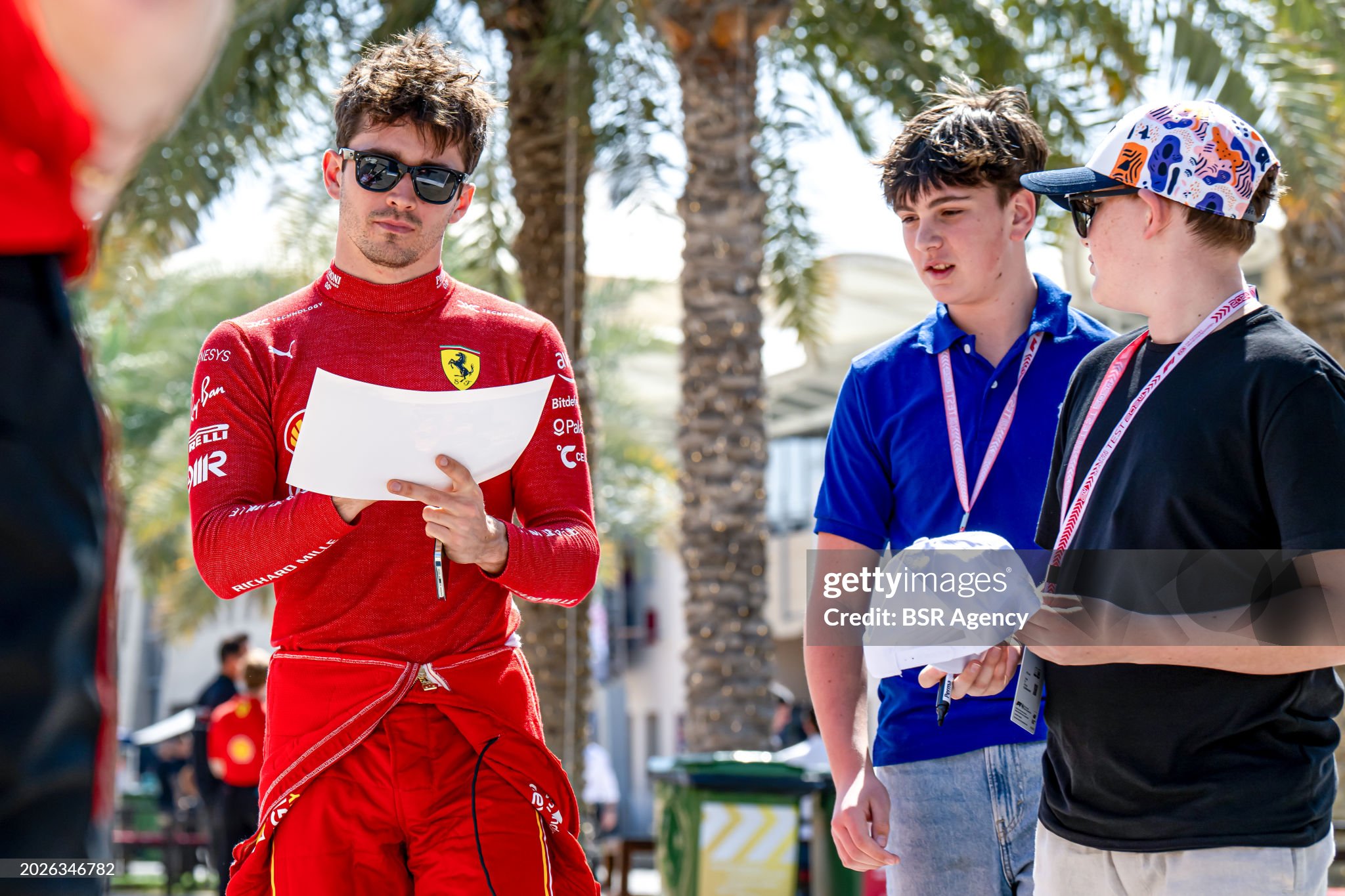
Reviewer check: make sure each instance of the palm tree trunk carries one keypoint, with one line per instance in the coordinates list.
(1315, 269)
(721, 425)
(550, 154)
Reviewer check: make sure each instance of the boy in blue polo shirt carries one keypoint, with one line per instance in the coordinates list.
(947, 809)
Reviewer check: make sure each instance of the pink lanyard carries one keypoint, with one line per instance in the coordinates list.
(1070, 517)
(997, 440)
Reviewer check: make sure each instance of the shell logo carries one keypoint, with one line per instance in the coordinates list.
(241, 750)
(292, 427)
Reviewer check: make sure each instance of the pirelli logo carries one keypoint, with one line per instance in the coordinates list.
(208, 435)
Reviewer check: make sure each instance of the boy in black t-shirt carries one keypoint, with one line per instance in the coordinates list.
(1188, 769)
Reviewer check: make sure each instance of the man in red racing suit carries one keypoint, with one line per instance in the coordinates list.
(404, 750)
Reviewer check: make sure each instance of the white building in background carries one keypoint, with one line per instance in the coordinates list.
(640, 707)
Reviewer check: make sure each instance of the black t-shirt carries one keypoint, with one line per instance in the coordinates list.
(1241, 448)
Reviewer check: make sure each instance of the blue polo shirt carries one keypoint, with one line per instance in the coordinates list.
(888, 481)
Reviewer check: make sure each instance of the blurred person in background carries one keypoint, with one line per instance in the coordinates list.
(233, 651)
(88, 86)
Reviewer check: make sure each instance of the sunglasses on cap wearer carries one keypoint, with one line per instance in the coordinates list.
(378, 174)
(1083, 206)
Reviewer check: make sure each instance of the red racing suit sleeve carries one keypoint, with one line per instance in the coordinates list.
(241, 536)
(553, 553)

■ Your assignment:
Every entry should be repeated verbatim, with the pictures left out.

■ Result for this task:
Reviewer check: make sure each instance of the palm tree trunk carries one keypoint, with one line per instance in the coordinates list.
(1315, 269)
(721, 425)
(550, 154)
Reviewer check: make sure each instance of the boy in blue polo shirt carries one keypoint, with one line per instance in the coordinates list.
(947, 809)
Reviewer check: make sure each instance of the pink lanyard carries one keypoint, with one line per instance in the coordinates list.
(1070, 517)
(997, 440)
Reviewer check: make sure each instance of the shell logo carries one keypoint, with one line per instance in the coordinates list.
(241, 750)
(292, 427)
Reviewer check: make sure each instance of the pirelli logo carries one keypoint, with one line per instance in the coordinates list.
(208, 435)
Reviewer check: make sure each instance of the boy in black t-shirt carries one keypoint, with one line per instance in the coordinates list.
(1188, 769)
Reviewer check: make sure each instance of the man in red racing suit carries one keypoint, with one line per instance in the coordinates list.
(404, 750)
Reviewer check: make sure each instance of the white building in background carries one keypoint, with one line per instance in the coordinates list.
(640, 707)
Reviewer check: make sure each instance of the black t-shirt carries one keypoint, with one line per instance in the coordinates list.
(1241, 448)
Reviewer check: make sure each instance of the blue polo shirt carries one keypoint, with one line per instance in the coordinates list.
(888, 481)
Reviewer check: make sure each instance of the blurred person in background carries one keypoint, with one line per instance in the coordinates list.
(233, 651)
(88, 86)
Reviewer check: make sure each instance of the sunglasses on cap wearer carries one keypoint, with one line per instance in the coordinates list.
(378, 174)
(1083, 206)
Reviewer check: make sure each instance of the red racing suit sleeve carries one keypoint, with one line per instance in the coordinates list.
(241, 536)
(553, 553)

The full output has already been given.